◆ **Requirement 1**
In the image-extraction thread, answer each question:
(a) Which call does the answer give for extracting inline images?
(b) Which method does it name for extracting vector graphics?
(c) What does the maintainer say he will do first with the post?
◆ **Requirement 2**
In the image-extraction thread, can you reproduce the passage starting with "Answered by JorjMcKie" and going on through "those via page.get_drawings().", swapping "vector graphics" for "line art"?
◆ **Requirement 3**
Resume the image-extraction thread after its final line by writing the next post.
begin Excerpted passage
Unable to get all images from a page #2714

mahdyshabeeb · 2023-10-03T19:45:50Z

mahdyshabeeb
Oct 3, 2023

When using the page.get_image() method, only some of the images on the given page are returned. Is there any parameter I need to add to be able to get all the images? Or is there a different method I can use?

Answered by JorjMcKie

Oct 3, 2023

This may have several reasons:

There exist "inline" images. They have no xref and exist only inside the page appearace source (/Contents objects). You can still extract them via page.get_text("dict") (or "rawdict").
There exist vector graphics. The more complex ones may look like images, but they aren't and they also have no xref. You can extract those via page.get_drawings().
Some PDF creators make annotations with an image instead of a fill color (e.g. buttons). They do not appear in the page.get_images() although they do have an xref. We don't yet support to locate them.

View full answer

JorjMcKie · 2023-10-03T20:41:12Z

JorjMcKie
Oct 3, 2023
Maintainer

Atypical "Discussions" post. Let me convert first.
end Excerpted passage
begin Source excerpt
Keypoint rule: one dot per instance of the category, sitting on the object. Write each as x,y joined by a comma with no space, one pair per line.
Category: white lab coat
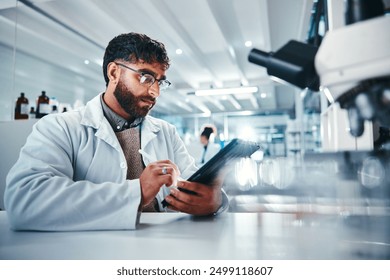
end Source excerpt
◆ **Exercise result 1**
(a) page.get_text("dict") (or "rawdict")
(b) page.get_drawings()
(c) Convert it first, since it is an atypical "Discussions" post.

◆ **Exercise result 2**
Answered by JorjMcKie

Oct 3, 2023

This may have several reasons:

There exist "inline" images. They have no xref and exist only inside the page appearace source (/Contents objects). You can still extract them via page.get_text("dict") (or "rawdict").
There exist line art. The more complex ones may look like images, but they aren't and they also have no xref. You can extract those via page.get_drawings().

◆ **Exercise result 3**
0 replies

JorjMcKie · 2023-10-03T20:51:41Z

JorjMcKie
Oct 3, 2023
Maintainer

This may have several reasons:

There exist "inline" images. They have no xref and exist only inside the page appearace source (/Contents objects). You can still extract them via page.get_text("dict") (or "rawdict").
There exist vector graphics. The more complex ones may look like images, but they aren't and they also have no xref. You can extract those via page.get_drawings().
Some PDF creators make annotations with an image instead of a fill color (e.g. buttons). They do not appear in the page.get_images() although they do have an xref. We don't yet support to locate them.

1 reply

mahdyshabeeb Oct 4, 2023
Author

You are right. The images I was missing are vector graphics that's why they were not returned.

However, for some reason, the method page.get_text("dict") does not return all the images returned by page.get_images(). On the other hand, using "html" instead of "dict" returns all the images.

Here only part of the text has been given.